» **Problem description**:
Find each line below that contains the word "house" and copy it out in full. Case counts.

++++ Data supplied ++++

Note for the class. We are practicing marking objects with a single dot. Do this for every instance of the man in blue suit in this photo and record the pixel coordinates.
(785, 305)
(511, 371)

++++
++++ Data supplied ++++

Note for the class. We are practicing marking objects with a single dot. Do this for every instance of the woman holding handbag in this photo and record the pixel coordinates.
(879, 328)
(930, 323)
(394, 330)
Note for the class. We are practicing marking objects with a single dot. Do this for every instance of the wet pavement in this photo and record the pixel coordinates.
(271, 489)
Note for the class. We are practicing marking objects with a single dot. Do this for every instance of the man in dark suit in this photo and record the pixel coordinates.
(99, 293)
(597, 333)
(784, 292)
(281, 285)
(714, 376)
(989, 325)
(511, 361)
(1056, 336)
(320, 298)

++++
++++ Data supplied ++++

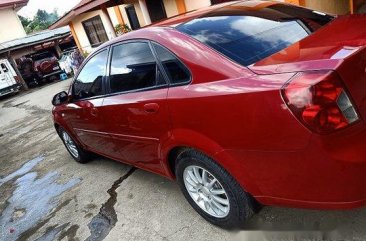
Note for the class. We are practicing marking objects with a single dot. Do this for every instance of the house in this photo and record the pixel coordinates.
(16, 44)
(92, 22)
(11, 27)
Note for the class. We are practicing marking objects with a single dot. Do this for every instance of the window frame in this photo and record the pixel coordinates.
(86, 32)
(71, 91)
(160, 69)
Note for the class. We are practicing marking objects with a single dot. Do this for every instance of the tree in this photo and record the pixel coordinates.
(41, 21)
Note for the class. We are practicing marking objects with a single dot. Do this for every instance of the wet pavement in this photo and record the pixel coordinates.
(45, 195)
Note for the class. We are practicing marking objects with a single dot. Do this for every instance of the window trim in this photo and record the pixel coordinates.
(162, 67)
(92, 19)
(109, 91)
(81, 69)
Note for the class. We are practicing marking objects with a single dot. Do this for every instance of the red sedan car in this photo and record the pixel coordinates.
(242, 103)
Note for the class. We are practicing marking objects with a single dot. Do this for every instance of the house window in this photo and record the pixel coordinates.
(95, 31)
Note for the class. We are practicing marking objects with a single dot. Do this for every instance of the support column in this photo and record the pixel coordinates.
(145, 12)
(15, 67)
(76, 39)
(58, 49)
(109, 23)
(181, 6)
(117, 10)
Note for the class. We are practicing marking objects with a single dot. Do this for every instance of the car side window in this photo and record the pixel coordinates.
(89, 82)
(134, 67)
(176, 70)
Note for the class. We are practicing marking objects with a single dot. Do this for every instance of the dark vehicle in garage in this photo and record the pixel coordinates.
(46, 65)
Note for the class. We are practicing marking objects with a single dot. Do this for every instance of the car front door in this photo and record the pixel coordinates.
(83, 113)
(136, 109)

++++

» **Reply to the task**:
Note for the class. We are practicing marking objects with a single dot. Do this for every instance of the house in this photo and record the pixel coordinates.
Note for the class. We are practicing marking objects with a single dot. Do this for every instance of the house window in this photo and record the pixel coordinates.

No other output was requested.